## start SOURCE RECORDS

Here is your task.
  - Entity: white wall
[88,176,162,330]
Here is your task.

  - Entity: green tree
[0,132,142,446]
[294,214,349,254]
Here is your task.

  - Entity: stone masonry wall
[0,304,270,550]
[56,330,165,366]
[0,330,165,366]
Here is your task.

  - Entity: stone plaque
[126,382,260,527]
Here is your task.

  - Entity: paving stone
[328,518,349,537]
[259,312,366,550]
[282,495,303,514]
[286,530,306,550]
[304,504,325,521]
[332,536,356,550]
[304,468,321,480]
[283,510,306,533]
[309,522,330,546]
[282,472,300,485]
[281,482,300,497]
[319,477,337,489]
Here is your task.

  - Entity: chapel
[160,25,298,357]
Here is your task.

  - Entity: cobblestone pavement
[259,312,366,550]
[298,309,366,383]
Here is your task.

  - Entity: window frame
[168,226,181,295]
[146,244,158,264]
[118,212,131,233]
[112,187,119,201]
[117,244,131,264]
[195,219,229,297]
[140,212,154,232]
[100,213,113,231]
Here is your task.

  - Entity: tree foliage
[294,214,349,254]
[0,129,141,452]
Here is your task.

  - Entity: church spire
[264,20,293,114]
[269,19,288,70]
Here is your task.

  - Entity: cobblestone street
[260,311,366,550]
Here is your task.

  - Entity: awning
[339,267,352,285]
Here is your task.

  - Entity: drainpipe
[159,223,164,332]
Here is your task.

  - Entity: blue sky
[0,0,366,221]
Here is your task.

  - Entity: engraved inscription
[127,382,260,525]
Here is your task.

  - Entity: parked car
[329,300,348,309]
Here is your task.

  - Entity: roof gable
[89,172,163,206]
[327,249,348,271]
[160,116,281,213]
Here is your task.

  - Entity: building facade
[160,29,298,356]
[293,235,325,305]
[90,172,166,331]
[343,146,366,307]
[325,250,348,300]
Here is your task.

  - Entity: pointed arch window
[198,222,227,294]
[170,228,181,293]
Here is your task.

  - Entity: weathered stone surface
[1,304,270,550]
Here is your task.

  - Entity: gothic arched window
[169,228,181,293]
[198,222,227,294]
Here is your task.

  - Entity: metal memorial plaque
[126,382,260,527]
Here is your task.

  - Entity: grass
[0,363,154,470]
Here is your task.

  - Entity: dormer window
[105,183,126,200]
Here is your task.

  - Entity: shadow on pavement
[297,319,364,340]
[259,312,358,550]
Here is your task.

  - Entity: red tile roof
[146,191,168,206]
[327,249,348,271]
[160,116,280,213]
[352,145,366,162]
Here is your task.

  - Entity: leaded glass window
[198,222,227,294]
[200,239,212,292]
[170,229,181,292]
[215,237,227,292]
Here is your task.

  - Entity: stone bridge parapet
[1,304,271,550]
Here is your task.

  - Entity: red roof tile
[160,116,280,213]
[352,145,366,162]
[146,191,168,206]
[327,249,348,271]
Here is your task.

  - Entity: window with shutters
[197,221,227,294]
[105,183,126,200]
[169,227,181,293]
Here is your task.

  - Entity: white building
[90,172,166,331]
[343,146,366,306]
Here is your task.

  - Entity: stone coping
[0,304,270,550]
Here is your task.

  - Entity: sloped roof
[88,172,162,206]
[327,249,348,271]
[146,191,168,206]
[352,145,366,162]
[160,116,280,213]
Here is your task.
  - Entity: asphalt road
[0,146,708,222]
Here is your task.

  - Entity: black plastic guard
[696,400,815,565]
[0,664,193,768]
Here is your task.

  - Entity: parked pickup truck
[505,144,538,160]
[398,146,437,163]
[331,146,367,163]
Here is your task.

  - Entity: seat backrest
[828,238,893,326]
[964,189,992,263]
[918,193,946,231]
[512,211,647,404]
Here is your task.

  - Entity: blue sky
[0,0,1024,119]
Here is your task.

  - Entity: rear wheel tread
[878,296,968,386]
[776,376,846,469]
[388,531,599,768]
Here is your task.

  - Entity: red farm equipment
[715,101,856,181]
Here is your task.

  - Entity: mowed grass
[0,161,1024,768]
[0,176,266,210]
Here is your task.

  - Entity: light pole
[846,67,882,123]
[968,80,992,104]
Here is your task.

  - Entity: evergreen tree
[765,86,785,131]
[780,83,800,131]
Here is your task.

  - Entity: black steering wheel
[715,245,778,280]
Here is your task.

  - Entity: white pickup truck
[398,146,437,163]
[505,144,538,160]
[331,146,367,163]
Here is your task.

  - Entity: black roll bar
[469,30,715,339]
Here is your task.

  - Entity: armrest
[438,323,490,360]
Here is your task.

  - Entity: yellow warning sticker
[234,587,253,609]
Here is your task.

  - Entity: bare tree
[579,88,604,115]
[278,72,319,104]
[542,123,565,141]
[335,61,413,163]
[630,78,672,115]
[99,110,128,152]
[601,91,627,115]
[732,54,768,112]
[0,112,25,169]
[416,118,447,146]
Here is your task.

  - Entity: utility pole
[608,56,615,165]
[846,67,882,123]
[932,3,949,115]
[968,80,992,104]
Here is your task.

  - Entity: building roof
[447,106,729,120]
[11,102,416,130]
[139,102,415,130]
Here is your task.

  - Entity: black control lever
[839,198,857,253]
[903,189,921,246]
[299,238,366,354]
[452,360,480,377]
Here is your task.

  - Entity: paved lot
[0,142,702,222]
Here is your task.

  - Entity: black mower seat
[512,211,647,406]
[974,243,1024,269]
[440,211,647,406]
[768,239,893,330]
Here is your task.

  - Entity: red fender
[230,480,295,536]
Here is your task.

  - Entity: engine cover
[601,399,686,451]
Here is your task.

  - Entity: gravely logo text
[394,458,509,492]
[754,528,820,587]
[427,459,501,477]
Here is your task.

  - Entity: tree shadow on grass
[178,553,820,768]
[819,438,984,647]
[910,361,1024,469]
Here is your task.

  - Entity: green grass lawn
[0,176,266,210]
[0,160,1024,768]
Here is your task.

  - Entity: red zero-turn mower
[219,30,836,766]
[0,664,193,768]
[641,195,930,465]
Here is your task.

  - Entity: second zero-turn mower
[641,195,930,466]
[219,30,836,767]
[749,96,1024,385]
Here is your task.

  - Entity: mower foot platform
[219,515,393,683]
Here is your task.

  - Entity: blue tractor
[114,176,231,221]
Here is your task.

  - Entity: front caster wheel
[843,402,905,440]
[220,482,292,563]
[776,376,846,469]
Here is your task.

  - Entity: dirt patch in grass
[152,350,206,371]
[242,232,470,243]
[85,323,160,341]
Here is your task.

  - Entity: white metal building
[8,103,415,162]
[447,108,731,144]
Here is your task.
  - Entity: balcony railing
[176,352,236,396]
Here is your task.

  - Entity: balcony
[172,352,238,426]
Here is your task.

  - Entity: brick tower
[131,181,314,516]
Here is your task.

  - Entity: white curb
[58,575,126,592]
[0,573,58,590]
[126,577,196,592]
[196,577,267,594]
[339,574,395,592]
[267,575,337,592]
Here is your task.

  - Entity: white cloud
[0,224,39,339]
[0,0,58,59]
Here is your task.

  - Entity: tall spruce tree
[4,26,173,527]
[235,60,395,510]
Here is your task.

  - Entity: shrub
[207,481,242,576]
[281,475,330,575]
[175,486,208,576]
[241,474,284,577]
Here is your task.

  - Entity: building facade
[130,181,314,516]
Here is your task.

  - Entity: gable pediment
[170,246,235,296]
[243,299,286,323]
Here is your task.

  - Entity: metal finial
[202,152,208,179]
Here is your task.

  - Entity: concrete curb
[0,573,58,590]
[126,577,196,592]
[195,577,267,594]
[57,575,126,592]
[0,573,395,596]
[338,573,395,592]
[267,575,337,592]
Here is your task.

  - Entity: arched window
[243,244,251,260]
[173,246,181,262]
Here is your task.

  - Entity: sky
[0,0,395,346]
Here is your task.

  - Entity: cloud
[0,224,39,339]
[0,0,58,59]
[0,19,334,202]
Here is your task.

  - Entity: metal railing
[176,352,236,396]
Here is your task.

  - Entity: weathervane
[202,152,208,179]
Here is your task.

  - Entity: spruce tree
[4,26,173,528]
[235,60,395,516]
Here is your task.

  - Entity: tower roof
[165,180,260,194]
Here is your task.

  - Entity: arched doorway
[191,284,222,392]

## end SOURCE RECORDS

■ **EXERCISE OBJECTIVE**
Show every line of the records above that contains the word "railing".

■ **THE SOLUTION**
  - Entity: balcony railing
  - Entity: metal railing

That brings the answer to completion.